* [Given task]: Render every line of the rows below as a JSON list of strings, with one string per line and blank lines omitted.

(Point labeling rows)

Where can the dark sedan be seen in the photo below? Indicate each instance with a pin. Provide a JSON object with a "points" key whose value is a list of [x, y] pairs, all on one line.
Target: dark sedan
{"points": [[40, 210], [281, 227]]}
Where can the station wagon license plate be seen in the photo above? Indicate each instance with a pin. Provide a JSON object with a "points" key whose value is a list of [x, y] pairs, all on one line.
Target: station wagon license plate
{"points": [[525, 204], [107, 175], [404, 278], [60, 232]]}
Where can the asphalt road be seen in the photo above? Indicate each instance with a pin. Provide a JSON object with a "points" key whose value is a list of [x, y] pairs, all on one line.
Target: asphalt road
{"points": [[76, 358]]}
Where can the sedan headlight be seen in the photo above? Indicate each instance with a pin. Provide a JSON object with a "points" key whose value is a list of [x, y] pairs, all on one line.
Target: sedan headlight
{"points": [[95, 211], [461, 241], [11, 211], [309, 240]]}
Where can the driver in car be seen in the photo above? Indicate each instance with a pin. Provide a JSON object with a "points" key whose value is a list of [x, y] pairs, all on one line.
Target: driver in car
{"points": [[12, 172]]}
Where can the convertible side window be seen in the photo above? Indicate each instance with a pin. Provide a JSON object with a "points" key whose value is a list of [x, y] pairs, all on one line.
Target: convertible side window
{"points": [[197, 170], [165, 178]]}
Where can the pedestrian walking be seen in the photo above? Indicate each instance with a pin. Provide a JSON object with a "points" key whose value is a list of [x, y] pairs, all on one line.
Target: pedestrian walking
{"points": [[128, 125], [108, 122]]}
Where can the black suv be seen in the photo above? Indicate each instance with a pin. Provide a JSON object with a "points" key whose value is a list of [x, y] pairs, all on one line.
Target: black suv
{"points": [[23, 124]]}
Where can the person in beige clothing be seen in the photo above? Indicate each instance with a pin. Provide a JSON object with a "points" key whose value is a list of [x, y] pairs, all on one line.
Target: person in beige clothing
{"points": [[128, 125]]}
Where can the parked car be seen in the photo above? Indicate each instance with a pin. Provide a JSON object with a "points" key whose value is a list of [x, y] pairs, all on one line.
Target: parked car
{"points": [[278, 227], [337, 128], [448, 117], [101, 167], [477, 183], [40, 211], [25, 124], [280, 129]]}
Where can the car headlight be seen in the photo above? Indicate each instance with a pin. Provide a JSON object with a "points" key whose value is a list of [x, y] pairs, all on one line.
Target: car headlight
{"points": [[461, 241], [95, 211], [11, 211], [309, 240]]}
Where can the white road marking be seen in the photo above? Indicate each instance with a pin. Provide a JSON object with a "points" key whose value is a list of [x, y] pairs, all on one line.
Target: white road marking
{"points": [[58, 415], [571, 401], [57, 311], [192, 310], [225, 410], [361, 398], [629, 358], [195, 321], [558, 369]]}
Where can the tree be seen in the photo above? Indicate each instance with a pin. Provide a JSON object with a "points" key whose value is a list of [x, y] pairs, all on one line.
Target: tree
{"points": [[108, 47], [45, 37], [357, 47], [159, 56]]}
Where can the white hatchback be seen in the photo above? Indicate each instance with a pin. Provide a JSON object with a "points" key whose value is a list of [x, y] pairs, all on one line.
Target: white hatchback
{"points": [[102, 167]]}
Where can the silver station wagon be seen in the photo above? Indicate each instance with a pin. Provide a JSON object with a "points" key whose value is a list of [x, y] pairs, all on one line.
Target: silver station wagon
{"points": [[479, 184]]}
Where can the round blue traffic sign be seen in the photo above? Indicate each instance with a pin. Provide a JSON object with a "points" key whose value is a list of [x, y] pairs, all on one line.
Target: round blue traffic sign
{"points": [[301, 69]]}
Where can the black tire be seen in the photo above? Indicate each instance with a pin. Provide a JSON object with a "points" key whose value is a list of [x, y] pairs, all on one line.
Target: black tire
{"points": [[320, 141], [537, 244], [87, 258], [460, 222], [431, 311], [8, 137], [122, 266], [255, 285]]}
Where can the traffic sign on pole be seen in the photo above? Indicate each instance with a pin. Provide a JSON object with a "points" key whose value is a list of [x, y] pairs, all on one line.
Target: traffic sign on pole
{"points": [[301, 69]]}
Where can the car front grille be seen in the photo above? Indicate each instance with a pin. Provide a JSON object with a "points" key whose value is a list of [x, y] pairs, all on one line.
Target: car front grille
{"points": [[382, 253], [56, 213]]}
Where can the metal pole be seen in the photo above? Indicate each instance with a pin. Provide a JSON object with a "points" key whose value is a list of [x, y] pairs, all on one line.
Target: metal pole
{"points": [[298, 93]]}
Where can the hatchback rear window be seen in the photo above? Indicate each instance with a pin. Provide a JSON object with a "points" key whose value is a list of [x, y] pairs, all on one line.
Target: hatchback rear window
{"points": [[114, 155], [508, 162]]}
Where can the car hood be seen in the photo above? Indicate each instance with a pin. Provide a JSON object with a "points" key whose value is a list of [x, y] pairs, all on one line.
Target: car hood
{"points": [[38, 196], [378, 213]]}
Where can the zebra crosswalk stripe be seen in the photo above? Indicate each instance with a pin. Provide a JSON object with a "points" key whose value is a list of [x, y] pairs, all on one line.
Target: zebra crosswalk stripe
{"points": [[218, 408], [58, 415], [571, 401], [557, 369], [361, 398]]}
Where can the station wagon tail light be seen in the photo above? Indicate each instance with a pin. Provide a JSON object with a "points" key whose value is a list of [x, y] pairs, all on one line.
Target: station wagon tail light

* [Result]:
[
  "Where can the dark sedan be seen in the photo below? Indicate each instance with a pin. Provide a JSON object with a \"points\" key whose value is a list of [x, y] pairs, all on one line.",
  "Target: dark sedan",
  "{\"points\": [[40, 210], [281, 227]]}",
  "Where can the station wagon license plate be seen in the photo above? Indicate each instance with a pin. Provide a JSON object with a \"points\" key whose value is a list of [x, y] pairs, all on one line.",
  "Target: station wagon license plate",
  "{\"points\": [[525, 204], [107, 175], [404, 278], [60, 232]]}",
  "Where can the asphalt road be seen in the photo above? Indicate each instance with a pin. Provide a JSON object with a \"points\" key whose value is a list of [x, y] pairs, all on one line.",
  "Target: asphalt road",
  "{\"points\": [[76, 358]]}",
  "Where can the sedan headlight be seen in the photo above? Indicate each instance with a pin. Provide a JSON object with a \"points\" key whose value is a list of [x, y] pairs, all on one line.",
  "Target: sedan headlight",
  "{\"points\": [[95, 211], [461, 241], [11, 211], [309, 240]]}",
  "Where can the driver in car be seen in the photo above? Indicate each instance with a pin. Provide a JSON object with a \"points\" key whose value is a list of [x, y] pairs, all on one line.",
  "Target: driver in car",
  "{\"points\": [[12, 172]]}",
  "Where can the convertible side window be seen in the photo above? Indicate each instance with a pin. Provide a JSON object with a \"points\" key whose value is a list of [x, y] pairs, all on one line.",
  "Target: convertible side window",
  "{\"points\": [[197, 170], [165, 178]]}",
  "Where can the pedestrian walking be seen in the photo above? Indicate each instance with a pin. Provide a JSON object with a \"points\" key whose value is a list of [x, y] pairs, all on one line.",
  "Target: pedestrian walking",
  "{\"points\": [[128, 125], [108, 122]]}",
  "Where can the black suv be seen in the photo above? Indicate each instance with a pin. Provide a JSON object with a \"points\" key whose value is a list of [x, y] pairs, all on one line.",
  "Target: black suv",
  "{\"points\": [[23, 124]]}",
  "Where can the person in beige clothing be seen in the photo above? Indicate each instance with a pin. Provide a JSON object with a \"points\" key whose value is a list of [x, y] pairs, all on one line.",
  "Target: person in beige clothing",
  "{\"points\": [[128, 125]]}",
  "Where can the parked car be seen in the photo above? Indicate each instance with a pin. Provide a JSON object with a \"points\" key whose value is a list of [x, y] pairs, all on one line.",
  "Target: parked car",
  "{\"points\": [[278, 227], [337, 128], [448, 117], [101, 167], [477, 183], [40, 211], [25, 124], [280, 129]]}",
  "Where can the car headlight be seen in the photo above? Indicate each instance with a pin. Provide a JSON object with a \"points\" key whose value is a list of [x, y] pairs, all on one line.",
  "Target: car headlight",
  "{\"points\": [[461, 241], [95, 211], [11, 211], [309, 240]]}",
  "Where can the white road marking be seen in the photo above? Indicate each instance with a pin. Provide a JSON object with a \"points\" key whose value is a list of [x, y] pairs, all on one line.",
  "Target: white road marking",
  "{\"points\": [[58, 415], [571, 401], [57, 311], [192, 310], [225, 410], [361, 398], [629, 358], [195, 321], [558, 369]]}",
  "Where can the tree be seen in the photo above? Indicate each instance with a pin. Provide a JSON object with a \"points\" key whose value is a list of [x, y] pairs, all on one line.",
  "Target: tree",
  "{\"points\": [[108, 47], [45, 37], [357, 47], [159, 56]]}",
  "Where can the white hatchback be seen in the photo above? Indicate each instance with a pin. Provide a JSON object with a \"points\" key whose value is a list of [x, y] pairs, all on one line.",
  "Target: white hatchback",
  "{\"points\": [[102, 167]]}",
  "Where can the silver station wagon be seen in the photo above? Indicate each instance with a pin. Provide a JSON object with a \"points\" key whose value is a list of [x, y] pairs, all on one line.",
  "Target: silver station wagon",
  "{\"points\": [[479, 184]]}",
  "Where can the round blue traffic sign be seen in the photo above? Indicate each instance with a pin. Provide a JSON object with a \"points\" key whose value is a list of [x, y] pairs, all on one line.",
  "Target: round blue traffic sign",
  "{\"points\": [[301, 69]]}",
  "Where can the black tire be seen in the photo above? Indicate each instance with a pin. Provide a JSON object with a \"points\" key whose value is a list of [x, y] pairs, all on one line.",
  "Target: black tire",
  "{\"points\": [[320, 141], [537, 244], [87, 258], [460, 222], [431, 311], [8, 137], [122, 266], [255, 285]]}",
  "Where can the traffic sign on pole be seen in the photo above? Indicate each instance with a pin. Provide a JSON object with a \"points\" key whose value is a list of [x, y] pairs, all on one line.",
  "Target: traffic sign on pole",
  "{\"points\": [[301, 69]]}",
  "Where can the car front grille be seen in the photo above? Indicate each instance with a pin. Provide a JSON object with a \"points\" key whose value is a list of [x, y] pairs, all on one line.",
  "Target: car front grille",
  "{\"points\": [[382, 253], [56, 213]]}",
  "Where can the metal pole be seen in the photo above? Indicate each instance with a pin. Provide a JSON object with a \"points\" key whose value is a list of [x, y] pairs, all on one line.",
  "Target: metal pole",
  "{\"points\": [[298, 93]]}",
  "Where can the hatchback rear window be seen in the photo above? Indicate each instance with a pin. Provide a JSON object with a \"points\" key whose value is a list of [x, y] pairs, all on one line.",
  "Target: hatchback rear window",
  "{\"points\": [[114, 155], [508, 162]]}",
  "Where can the car hood be seen in the photo above? Indicate each instance with a pin. Provide a JSON object with a \"points\" key whose value is a list of [x, y] pairs, all on one line.",
  "Target: car hood",
  "{\"points\": [[38, 196], [378, 213]]}",
  "Where can the zebra crosswalk stripe be seen in the photo above? Indicate each instance with a pin. Provide a JSON object with a \"points\" key whose value is a list of [x, y] pairs, all on one line.",
  "Target: zebra crosswalk stripe",
  "{\"points\": [[218, 408], [58, 415], [571, 401], [557, 369], [361, 398]]}",
  "Where can the station wagon tail light be seen in the photo above? Indicate each instance with a pin. Provide a JSON object with a \"points\" key whose value is a list of [x, y] pairs, all on one line.",
  "Target: station wagon tail light"
]